[Entries drawn from a collection]
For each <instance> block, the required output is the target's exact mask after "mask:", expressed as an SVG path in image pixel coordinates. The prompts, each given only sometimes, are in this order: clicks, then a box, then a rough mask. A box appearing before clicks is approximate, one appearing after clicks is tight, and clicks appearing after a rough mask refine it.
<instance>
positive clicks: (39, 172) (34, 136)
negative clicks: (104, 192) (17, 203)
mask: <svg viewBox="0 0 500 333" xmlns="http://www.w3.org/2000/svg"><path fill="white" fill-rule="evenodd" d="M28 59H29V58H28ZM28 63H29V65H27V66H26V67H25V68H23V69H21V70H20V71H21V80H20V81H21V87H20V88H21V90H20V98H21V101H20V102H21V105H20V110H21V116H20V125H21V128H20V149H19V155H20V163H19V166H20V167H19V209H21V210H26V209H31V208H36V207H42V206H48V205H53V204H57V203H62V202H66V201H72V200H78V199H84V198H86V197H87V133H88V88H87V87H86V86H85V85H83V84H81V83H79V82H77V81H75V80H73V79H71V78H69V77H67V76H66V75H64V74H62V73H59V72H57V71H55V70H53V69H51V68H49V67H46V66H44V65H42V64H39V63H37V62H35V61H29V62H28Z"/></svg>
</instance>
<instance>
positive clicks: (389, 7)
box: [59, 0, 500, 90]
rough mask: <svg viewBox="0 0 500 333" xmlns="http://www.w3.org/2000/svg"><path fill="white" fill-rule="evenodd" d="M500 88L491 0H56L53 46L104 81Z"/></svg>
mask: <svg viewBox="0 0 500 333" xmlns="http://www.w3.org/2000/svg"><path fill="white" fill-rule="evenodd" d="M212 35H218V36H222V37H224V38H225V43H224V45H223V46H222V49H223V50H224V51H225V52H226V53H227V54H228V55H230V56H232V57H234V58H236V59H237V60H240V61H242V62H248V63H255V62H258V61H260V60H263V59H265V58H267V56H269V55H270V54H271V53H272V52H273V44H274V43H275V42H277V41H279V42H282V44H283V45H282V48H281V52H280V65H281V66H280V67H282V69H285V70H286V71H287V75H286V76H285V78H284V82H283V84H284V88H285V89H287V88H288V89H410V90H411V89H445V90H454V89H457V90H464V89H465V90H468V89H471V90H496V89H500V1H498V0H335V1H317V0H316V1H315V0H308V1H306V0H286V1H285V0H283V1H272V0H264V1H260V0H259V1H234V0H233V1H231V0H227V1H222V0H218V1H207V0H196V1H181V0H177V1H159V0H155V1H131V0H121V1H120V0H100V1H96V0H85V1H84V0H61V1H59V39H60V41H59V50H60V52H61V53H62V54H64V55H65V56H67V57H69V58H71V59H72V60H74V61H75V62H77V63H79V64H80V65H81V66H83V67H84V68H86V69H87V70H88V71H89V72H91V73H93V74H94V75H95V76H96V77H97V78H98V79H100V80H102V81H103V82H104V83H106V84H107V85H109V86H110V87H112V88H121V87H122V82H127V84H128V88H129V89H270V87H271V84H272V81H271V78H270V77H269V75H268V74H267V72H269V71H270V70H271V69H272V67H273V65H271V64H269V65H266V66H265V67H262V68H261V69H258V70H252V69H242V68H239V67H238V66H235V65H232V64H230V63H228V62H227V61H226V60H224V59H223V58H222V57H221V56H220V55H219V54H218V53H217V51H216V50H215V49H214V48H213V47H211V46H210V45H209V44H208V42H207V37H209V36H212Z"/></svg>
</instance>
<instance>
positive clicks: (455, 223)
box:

==

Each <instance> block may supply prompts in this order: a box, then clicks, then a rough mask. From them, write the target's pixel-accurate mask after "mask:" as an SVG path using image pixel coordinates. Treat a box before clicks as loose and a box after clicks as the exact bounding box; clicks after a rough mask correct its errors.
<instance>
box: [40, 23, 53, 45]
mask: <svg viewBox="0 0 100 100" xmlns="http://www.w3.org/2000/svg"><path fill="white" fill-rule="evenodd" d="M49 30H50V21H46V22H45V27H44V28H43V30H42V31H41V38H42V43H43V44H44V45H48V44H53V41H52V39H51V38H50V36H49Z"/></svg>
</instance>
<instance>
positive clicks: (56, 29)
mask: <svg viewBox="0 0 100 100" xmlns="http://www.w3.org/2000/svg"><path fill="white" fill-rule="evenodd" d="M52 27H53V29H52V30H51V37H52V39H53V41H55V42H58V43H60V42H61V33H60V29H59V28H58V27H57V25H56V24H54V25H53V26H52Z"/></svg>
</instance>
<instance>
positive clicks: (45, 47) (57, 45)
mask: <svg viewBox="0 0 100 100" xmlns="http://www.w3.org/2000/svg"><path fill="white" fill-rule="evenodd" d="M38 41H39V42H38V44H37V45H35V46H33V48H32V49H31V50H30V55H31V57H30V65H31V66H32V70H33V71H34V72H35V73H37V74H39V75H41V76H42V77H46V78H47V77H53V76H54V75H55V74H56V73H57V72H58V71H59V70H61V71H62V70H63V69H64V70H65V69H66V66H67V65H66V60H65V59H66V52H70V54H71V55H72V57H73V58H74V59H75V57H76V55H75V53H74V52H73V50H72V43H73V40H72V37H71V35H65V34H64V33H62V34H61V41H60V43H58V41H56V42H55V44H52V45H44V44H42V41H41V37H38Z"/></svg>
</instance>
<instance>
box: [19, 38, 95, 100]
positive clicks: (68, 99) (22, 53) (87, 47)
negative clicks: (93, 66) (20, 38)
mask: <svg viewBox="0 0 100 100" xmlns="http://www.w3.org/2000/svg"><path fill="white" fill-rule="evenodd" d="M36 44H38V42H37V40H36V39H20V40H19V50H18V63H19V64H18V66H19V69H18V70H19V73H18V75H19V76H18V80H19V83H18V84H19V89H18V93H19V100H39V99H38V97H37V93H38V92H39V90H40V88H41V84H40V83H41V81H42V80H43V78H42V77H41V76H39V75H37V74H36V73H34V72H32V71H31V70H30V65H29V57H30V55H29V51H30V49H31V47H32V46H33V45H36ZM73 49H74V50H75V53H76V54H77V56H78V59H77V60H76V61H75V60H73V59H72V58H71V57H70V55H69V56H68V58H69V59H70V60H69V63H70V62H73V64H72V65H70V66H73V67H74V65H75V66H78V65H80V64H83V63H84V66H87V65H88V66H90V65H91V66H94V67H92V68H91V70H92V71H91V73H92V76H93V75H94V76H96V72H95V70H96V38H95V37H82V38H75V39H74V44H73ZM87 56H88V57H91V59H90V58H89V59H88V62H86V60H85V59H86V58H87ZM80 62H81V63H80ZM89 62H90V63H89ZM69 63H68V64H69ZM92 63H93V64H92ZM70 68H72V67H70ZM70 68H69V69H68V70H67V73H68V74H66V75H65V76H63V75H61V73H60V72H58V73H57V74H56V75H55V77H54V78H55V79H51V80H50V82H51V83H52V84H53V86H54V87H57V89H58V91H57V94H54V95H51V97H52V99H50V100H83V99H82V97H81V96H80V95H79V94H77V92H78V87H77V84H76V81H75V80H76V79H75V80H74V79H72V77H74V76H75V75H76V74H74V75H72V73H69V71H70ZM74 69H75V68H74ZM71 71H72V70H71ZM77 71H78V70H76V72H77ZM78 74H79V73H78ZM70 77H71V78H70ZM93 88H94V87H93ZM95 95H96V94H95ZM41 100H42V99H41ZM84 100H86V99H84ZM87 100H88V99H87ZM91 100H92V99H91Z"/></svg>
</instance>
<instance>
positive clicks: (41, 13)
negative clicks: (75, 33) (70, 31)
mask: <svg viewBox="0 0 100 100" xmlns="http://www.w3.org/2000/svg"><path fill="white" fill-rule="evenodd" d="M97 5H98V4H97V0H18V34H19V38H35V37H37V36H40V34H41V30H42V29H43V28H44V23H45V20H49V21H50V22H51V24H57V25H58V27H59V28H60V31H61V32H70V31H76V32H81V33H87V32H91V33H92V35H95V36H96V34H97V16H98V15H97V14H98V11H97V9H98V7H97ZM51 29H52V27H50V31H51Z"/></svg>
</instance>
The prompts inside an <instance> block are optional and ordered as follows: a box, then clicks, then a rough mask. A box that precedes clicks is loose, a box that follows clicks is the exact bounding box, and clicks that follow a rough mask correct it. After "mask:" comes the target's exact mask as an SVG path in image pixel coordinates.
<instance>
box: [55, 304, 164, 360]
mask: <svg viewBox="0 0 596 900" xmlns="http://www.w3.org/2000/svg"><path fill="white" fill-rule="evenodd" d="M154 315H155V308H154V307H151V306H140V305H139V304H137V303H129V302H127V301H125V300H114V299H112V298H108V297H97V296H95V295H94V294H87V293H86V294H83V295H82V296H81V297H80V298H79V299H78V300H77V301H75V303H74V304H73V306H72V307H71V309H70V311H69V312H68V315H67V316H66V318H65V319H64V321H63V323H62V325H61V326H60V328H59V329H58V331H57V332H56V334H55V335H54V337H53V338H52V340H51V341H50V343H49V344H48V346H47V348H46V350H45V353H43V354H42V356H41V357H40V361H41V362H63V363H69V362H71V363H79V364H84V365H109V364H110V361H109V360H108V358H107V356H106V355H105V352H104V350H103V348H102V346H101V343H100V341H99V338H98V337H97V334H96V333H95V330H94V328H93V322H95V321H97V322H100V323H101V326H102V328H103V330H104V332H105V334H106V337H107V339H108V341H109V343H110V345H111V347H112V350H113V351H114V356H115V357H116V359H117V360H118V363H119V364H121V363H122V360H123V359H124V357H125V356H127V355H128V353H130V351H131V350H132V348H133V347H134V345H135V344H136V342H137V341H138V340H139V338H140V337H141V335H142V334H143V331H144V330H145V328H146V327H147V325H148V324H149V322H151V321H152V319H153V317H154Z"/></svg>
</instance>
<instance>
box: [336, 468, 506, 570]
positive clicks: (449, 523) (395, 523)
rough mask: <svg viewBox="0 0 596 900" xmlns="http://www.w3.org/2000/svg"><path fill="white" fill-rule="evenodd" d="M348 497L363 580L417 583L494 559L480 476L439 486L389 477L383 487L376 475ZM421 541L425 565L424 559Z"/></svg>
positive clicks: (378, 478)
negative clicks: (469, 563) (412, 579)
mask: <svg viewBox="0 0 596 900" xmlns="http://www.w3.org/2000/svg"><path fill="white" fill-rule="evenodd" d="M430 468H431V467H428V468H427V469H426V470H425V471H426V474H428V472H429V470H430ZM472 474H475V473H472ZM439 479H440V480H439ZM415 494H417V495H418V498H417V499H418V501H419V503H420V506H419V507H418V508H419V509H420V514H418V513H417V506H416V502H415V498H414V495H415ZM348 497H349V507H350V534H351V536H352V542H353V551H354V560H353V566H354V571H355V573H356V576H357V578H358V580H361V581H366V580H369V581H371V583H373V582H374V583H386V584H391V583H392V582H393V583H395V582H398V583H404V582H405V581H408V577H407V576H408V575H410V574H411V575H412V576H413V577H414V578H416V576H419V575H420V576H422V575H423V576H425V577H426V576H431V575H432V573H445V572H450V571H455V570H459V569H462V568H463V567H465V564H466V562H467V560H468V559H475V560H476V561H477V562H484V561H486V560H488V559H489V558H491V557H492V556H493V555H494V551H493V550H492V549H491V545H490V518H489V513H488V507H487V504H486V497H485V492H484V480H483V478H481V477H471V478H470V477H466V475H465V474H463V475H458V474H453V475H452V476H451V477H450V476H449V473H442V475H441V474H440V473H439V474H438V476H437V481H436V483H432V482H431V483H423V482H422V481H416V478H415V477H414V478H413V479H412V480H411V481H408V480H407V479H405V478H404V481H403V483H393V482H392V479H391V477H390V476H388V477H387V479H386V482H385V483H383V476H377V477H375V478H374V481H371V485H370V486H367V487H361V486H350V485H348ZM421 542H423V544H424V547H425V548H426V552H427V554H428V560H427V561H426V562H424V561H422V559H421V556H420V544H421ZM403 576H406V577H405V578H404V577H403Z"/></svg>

WHAT THE TASK ASKS ▸ Filter the data above and copy each line that contains the string "exact". Letter case must match.

SOLUTION ▸
For each <instance> block, the required output is the target's exact mask after "mask:", expressed as an SVG path in image pixel coordinates. The prompts, each given only sometimes, are in this order: clicks, then a box, then a rough mask. A box appearing before clicks is approximate, one appearing after clicks is tight, and clicks appearing after a rough mask refine it.
Each <instance> block may supply prompts in this order: a box, then clicks, then a rough mask. From them, write the target's pixel-accurate mask after "mask:" as an SVG path using image pixel coordinates. Treat a box before clicks as loose and a box after clicks as the exact bounding box; clicks after a rough mask correct its errors.
The prompts inside an <instance> block are optional and ordered as follows: a box, then clicks, then a rough mask. A box that precedes clicks is loose, a box that follows clicks is the exact bounding box, and clicks that follow a rough mask correct it. After "mask:" comes the target's exact mask as an SVG path in image pixel coordinates.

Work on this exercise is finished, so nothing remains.